------ Selected passage

Worse, the end of the post suggest we _have_ to preserve things like schools,
markets and elections, even though we learned enough to spoil them. Therefore,
the only thing left to sacrifice is learning itself.

That would really really sucks: I'm curious, and I always want to learn more.
There are many things I would sacrifice before I accept to put hard limits on
what I am allowed to learn.

------
Joakal
Hey USA, your first past the post system actually does tend towards dual party
governments [0]. Compare it to preferential system where voters can pick
several parties or vote for one party for the preferences listed.

For example, look at this:
<http://www.abc.net.au/elections/federal/2010/guide/deni.htm> With USA's
system, Australia Labor Party would have got re-elected.

There's still improvements to be made for democracy that doesn't need to
involve such fancy technology yet [1].

[0] <http://en.wikipedia.org/wiki/Duvergers_law>

[1] <http://techpp.com/2011/06/08/homomorphic-encryption/>

------
shubber
I'm reminded of Mechanism Design: a Nobel prize winning theory of economics
that starts with the supposition that agents in any system will exploit its
rules to maximize their personal gain. The corollary, which I've been quite
taken by, is that where we can influence the rules of the game, we should
design them such that exploitation serves a social good.

------
erikb
Many people see this from a macroeconomic or political point of view. So I
think adding a more philosophical point of view might also be of value. Of
course, because it is philosophy, I can only present my own point of view.
There is no right or wrong.

For me, as a Zen student, the solution is to just accept that that it is, what
it is. No system (shape, for Zen students) can be perfect. It is created to
solve a problem and with time starts to fail badly at doing anything about the
problem. Then another system is created by someone else and the cycle
restarts. You might think for example that the stock market or democracy is a
thing that doesn't change, because it exists longer then you live. But in the
end it will change. We had different political systems before and we will
develop different systems in the future.

So in the end the system is one of the most important things we have, because
it gives us something to base our decisions and actions on and goals to strive
for. But also the system is nothing, just an illusion we create for us, maybe
based on how we understand the illusions other people created for themself.

The thing that is interesting to me personally is that every system itself is
instable and will change or die in the end. But the life cycle of a system,
what it does for us and doesn't, that all will always stay the same and even
though we try to change that, we will never succeed. So while it changes a lot
in one way it is totally unchangable in another. But that just as a side note.

------
groaner
The cynic inside me would extend this problem to the entire economy or even
human society itself. Any economic transaction is supposed to benefit both
parties: the buyer offers an amount he is willing to pay for what he wants,
the seller provides his goods or services at a price he is willing to accept.
As PG might say, wealth is created in tandem with creating stuff that people
want.

The problem is that some elements in society have become extremely effective
at creating a perversion of "stuff people want" for their own benefit. They
exploit loopholes in the system, whether by preying upon the poorly-informed,
shifting costs onto externalities that we can't price properly, engaging in
corruption, or producing items of questionable actual value but very
attractive perceived value. They take advantage of our desire for easy answers
to our problems with minimal effort expended.

Case in point: Ponzi schemes, coal power plants, Halliburton, the tobacco
industry, Zynga, and even to an extent, religion

We've tried to control this with laws, education, and social norms, but
ultimately it seems the invisible hand reigns supreme.

------------
------ Source material

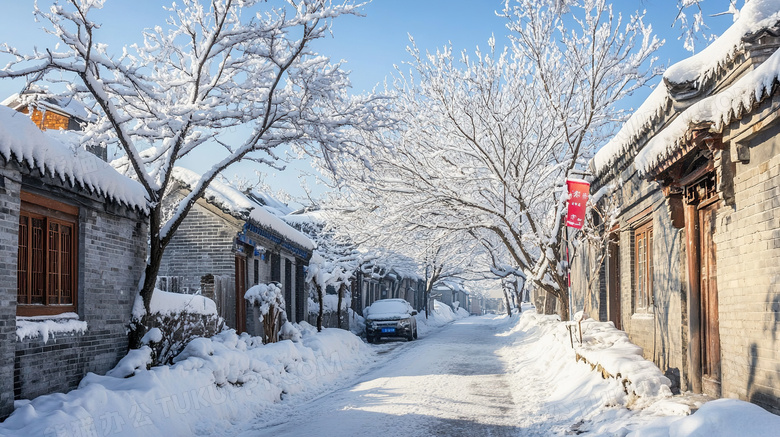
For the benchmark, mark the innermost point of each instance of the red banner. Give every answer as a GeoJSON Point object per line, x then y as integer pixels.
{"type": "Point", "coordinates": [578, 199]}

------------

— Short exercise —
Copy the thread from the passage starting at "[0] <http://en.wikipedia.org/wiki/Duvergers_law>" and ending at "a social good.", changing "rules" to "regulations" each time it occurs.

— Response to the task —
[0] <http://en.wikipedia.org/wiki/Duvergers_law>

[1] <http://techpp.com/2011/06/08/homomorphic-encryption/>

------
shubber
I'm reminded of Mechanism Design: a Nobel prize winning theory of economics
that starts with the supposition that agents in any system will exploit its
regulations to maximize their personal gain. The corollary, which I've been quite
taken by, is that where we can influence the regulations of the game, we should
design them such that exploitation serves a social good.